Published online by Cambridge University Press: 10 December 2009
Caution has to be exercised concerning the nomenclature of the ‘radicalism’ of the mid seventeenth century. Many religious writings we term ‘radical’ because they were written by figures well known for holding or being sympathetic to politically radical ideas, and in this sense religious and political radicalism inform one another. But, as the last chapter demonstrated, political and theological radicalism are not simply or inevitably twins, and, more subtly, some forms of radicalism can be informed or at least paralleled by movements in high culture, and vice versa. So we cannot reduce all radicalism to a kind of sui generis broth of jostling ideas, just as it will not do to freeze ‘orthodoxy’ into a rigid, inert casing. As J. G. A. Pocock stresses, the relation between heterodoxy and orthodoxy is dynamic, not simply oppositional; this is also true for the even more difficult relation between radicalism and heterodoxy. Secondly, different radicals stemmed from different roots, and one of the concerns of this chapter is to distinguish models of approaching Genesis 2–3 developed within the radical milieu. Muggletonians, for instance, vocally disagreed with Quakers on this issue.
Next, much of the material concerning this milieu derives from hostile accounts and heresiographies, and is thus unreliable, on occasion luridly so. Nevertheless, the heresiographers have their own story too, and their need to lay an interpretative grid on an initially bewildering array of phenomena itself tells us much about how observers classified what they were seeing, and what their fears were.

- EXERCISE DATA
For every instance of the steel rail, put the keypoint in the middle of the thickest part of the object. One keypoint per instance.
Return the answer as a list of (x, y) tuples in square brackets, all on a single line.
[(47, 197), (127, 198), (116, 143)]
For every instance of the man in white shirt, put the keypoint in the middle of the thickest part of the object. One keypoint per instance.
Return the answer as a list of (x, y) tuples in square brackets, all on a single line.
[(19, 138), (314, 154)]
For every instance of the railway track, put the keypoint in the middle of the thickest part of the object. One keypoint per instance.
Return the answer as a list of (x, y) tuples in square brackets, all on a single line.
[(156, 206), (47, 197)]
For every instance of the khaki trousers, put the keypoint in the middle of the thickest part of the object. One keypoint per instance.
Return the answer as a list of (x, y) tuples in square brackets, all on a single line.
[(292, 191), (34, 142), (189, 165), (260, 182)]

- ASSIGNMENT 1
Quote the passage on seventeenth-century radicalism word for word, starting at "Next, much of" and ending at "their fears were.".
- ASSIGNMENT 2
Translate this sentence from the passage on seventeenth-century radicalism into Spanish: "Muggletonians, for instance, vocally disagreed with Quakers on this issue."

- TASK SOLUTION 1
Next, much of the material concerning this milieu derives from hostile accounts and heresiographies, and is thus unreliable, on occasion luridly so. Nevertheless, the heresiographers have their own story too, and their need to lay an interpretative grid on an initially bewildering array of phenomena itself tells us much about how observers classified what they were seeing, and what their fears were.

- TASK SOLUTION 2
Los muggletonianos, por ejemplo, discrepaban abiertamente de los cuáqueros en esta cuestión.